## TEXT
━━━━━━━━━━━━━━━━
The following clinical and laboratory investigations were performed for all patients: routine laboratory screening, including red cell count (RBC) and white cell count (WBC), aspartate aminotransferase (GOT), alanine aminotransferase (GPT), creatinine and erythrocyte sedimentation rate (ESR), as well as serum concentrations of TSH and thyroid hormones (T4, T3, fT4). In addition a thoracic X-ray, a 24-h echocardiogram (ECG) recording, blood pressure measurement three times a day, and a thorough physical examination by an experienced endocrinologist (K.-J. G.) were performed. Patients with a history of or suspected thyroid disorder also underwent thyroid sonography and scintigraphy.

Detailed demographic data, diagnoses, and information on the previous clinical courses of all 17 patients are provided in Table 1. Sixteen of the patients were female and one male, and the mean age of the whole group was 50.1 ± 8.1 years (range: 39–70 years). Thirteen of the patients were receiving treatment as inpatients and four as outpatients. Five patients had unipolar depression and 12 bipolar disorder. Four patients had psychotic features and one an additional diagnosis of panic disorder (patient no. 4, Table 1).

After complete description of the study to the subjects, written informed consent was obtained. The trial protocol had been approved by the Ethics Committee of the Klinikum Rudolf-Virchow of the Free University of Berlin.

Study Design

All patients included in the study were given T4 in addition to the antidepressive medication they had been receiving during the preceding weeks. The T4 was administered in a single dose each morning. The starting dose was 50 μg T4/day, and the dosage was increased by 50 μg/day every 3 days, i.e., 100 μg/day on day 4, 150 μg on day 7, etc. until a dose of 500 μg/day was reached, usually on day 35. This dosage was then maintained until day 56, i.e., the end of the 8-week treatment period.

  • Whether this regime was adhered to as prescribed depended on the following criteria:

  • Clinical improvement: when improvement had been clinically evident over a 3-day period, no further increases in the dose of T4 were made.

  • Side effects: when side effects that were most likely attributable to the T4 medication occurred, the dose was not further increased. Side effects considered to be relevant were tachycardia of over 100 BPM, dyspnea on exercise or restlessness, but not slight tremor or sweating.

  • Serum levels of TSH and thyroid hormones: blood samples were drawn for serum every third day, i.e., on the day before the dose of T4 was raised. The results of the hormone determinations were usually available within 3 days and could thus be taken into account when considering the next-but-one increase in the T4 dosage. We raised the dosage of T4 until the TSH concentrations were completely suppressed and the serum level of T4 of each respective patient was approximately double the value determined before institution of T4 treatment.
━━━━━━━━━━━━━━━━
## STUDY QUESTIONS
a: According to the study design text, what was the starting dose of T4 per day?
b: Continue the study design text from where it stops.

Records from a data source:
━━━━━━━━━━━━━━━━
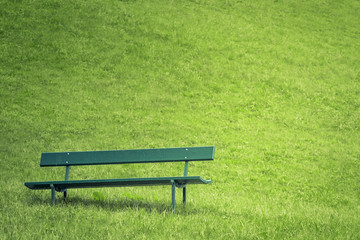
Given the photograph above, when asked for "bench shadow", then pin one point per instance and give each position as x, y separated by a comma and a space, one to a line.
121, 204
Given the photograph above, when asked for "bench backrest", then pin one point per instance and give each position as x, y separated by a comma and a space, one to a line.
127, 156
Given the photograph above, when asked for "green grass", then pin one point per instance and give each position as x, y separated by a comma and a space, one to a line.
274, 85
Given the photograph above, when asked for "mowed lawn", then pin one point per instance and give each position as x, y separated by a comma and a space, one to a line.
273, 85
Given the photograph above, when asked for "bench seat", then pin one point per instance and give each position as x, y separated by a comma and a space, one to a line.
122, 182
131, 156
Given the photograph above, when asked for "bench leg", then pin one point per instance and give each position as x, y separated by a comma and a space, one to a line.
173, 196
52, 194
184, 195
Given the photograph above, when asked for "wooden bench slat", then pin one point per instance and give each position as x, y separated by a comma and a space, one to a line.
124, 182
127, 156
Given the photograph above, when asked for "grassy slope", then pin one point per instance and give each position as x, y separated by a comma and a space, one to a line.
273, 85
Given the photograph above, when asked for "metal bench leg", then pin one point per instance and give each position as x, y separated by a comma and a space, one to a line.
173, 196
184, 195
52, 193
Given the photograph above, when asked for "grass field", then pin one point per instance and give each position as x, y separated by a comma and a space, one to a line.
273, 85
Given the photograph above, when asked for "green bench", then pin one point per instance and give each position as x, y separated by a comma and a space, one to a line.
69, 159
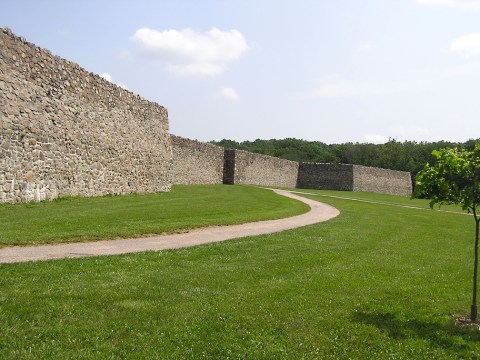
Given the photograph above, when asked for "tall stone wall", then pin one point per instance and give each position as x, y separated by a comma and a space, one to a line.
256, 169
345, 177
383, 181
325, 176
195, 162
67, 131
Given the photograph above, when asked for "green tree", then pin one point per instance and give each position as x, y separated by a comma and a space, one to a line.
455, 179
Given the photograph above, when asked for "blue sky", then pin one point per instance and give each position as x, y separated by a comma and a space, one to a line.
332, 71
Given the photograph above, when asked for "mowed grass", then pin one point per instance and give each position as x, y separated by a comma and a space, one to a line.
377, 282
73, 219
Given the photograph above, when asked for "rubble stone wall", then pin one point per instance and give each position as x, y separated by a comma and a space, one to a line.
64, 130
195, 162
258, 169
383, 181
325, 176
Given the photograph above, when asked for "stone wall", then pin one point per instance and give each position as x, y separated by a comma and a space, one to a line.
195, 162
381, 181
325, 176
67, 131
243, 167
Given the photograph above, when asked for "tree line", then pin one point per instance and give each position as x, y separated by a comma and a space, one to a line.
408, 156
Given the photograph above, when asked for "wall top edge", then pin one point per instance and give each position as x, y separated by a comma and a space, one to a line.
7, 32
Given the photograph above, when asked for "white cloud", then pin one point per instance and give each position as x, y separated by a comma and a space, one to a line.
335, 87
109, 78
467, 45
376, 138
365, 46
410, 132
229, 93
190, 52
463, 5
200, 69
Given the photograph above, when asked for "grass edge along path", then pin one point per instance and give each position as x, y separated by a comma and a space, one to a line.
318, 213
76, 219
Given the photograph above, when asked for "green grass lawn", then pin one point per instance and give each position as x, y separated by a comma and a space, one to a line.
185, 207
377, 282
━━━━━━━━━━━━━━━━
## EXERCISE ANSWERS
a: 50 μg T4 per day.

b:
Throughout the 8-week study, heart rate and blood pressure were monitored daily and an ECG was performed twice weekly. For patients receiving lithium and/or carbamazepine the serum levels of these drugs were determined weekly to ensure that the serum concentrations were within the range considered to be effective (0.6 nmol/L for lithium and 5 mg/L for carbamazepine).

Ratings on the 21-item Hamilton Rating Scale for Depression (HRSD) were performed on the day before institution of T4 treatment and thereafter every second week, until the end of week 8, always by the same rater (M.B.).

At the end of the 8-week trial the efficacy of high-dose T4 augmentation was defined as follows.

  • nonremission was defined as a failure to attain a reduction of at least 50% on the HRSD and the consensus between physician and patient that a change in treatment plan (e.g., a trial of electroconvulsive therapy) was necessary;

  • partial remission was defined as a reduction of 50% in the HRSD score, but a final score of 10;

  • response was defined as a reduction of 50% in the HRSD score and a final score of 9, resulting in an almost symptom-free condition requiring no further changes in therapy.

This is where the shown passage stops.